(Source data)
________________________
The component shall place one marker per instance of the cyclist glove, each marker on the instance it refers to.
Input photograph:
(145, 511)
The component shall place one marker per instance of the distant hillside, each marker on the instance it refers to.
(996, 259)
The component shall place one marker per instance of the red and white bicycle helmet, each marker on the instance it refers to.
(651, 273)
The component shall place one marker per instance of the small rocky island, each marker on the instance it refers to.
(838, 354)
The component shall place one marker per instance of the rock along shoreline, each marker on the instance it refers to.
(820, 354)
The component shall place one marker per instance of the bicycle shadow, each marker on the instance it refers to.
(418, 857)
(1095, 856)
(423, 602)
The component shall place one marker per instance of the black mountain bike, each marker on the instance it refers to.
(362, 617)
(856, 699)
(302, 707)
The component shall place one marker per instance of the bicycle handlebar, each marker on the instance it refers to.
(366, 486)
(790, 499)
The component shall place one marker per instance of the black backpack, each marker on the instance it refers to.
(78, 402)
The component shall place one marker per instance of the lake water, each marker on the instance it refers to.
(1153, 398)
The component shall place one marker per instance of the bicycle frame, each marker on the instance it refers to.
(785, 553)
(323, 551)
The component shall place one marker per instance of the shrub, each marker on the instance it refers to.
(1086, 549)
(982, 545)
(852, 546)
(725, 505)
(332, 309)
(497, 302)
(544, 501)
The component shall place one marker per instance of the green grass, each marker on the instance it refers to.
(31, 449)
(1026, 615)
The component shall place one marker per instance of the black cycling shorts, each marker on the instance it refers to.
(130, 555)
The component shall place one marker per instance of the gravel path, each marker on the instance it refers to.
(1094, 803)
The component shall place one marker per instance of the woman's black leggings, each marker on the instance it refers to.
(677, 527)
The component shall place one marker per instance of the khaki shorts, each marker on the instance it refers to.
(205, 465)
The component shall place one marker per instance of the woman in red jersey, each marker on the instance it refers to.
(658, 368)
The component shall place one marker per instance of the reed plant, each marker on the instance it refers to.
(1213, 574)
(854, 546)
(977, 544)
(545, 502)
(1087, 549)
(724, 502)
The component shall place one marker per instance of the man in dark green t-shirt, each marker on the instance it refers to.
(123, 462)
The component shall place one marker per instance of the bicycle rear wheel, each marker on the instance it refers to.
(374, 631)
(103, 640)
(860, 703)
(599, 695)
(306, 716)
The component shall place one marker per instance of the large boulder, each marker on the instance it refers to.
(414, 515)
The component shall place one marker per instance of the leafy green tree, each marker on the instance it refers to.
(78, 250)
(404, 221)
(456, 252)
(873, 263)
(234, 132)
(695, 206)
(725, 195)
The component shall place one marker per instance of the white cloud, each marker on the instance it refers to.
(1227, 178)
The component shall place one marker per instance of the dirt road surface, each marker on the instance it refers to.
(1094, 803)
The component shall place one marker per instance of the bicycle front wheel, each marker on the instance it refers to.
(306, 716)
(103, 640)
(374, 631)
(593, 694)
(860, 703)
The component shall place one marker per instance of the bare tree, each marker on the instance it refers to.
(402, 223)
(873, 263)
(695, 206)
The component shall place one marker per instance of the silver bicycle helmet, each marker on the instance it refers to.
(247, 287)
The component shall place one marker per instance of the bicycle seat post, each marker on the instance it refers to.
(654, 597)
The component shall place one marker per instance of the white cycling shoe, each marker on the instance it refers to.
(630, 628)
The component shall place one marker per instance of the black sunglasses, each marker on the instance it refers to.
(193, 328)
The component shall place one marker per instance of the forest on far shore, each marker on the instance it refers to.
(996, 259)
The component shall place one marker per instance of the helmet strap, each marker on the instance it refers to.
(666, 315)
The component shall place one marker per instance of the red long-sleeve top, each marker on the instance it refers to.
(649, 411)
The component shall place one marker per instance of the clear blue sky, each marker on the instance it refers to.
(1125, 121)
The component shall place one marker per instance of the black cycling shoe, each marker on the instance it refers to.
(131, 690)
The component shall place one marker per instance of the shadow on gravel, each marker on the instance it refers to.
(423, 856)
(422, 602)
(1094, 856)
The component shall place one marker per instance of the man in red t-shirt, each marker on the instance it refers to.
________________________
PROBLEM TO SOLVE.
Repeat only the stretch of lines that begins at the line containing "the bicycle seat" and ends at the last line above, both included.

WRITTEN SOLUTION.
The component shall place one marker per instance of the bicycle seat post, each marker on the instance it refers to.
(654, 597)
The component shall place one marker per instance of the white cycling shoe, each marker on the instance it refers to.
(630, 628)
The component shall place one marker per instance of the black sunglasses, each marker on the instance it refers to.
(193, 328)
The component shall place one marker per instance of the forest on far shore, each marker on the instance it refers to.
(996, 259)
The component shall place one marker per instance of the helmet strap, each marker on the instance it refers to.
(666, 315)
The component shall place one marker per instance of the red long-sleeve top, each marker on the instance it refers to.
(649, 411)
The component shall place one marker per instance of the clear blue sky, each marker on the instance it refers to.
(1125, 121)
The component shall place one marker per instance of the black cycling shoe, each marker on the instance it refers to.
(131, 690)
The component shall place one marker per instance of the shadow on gravel, each marker on the instance it refers to.
(423, 856)
(422, 602)
(1094, 856)
The component shall place one marker per instance of the man in red t-shirt, each marker on the instance it refers to.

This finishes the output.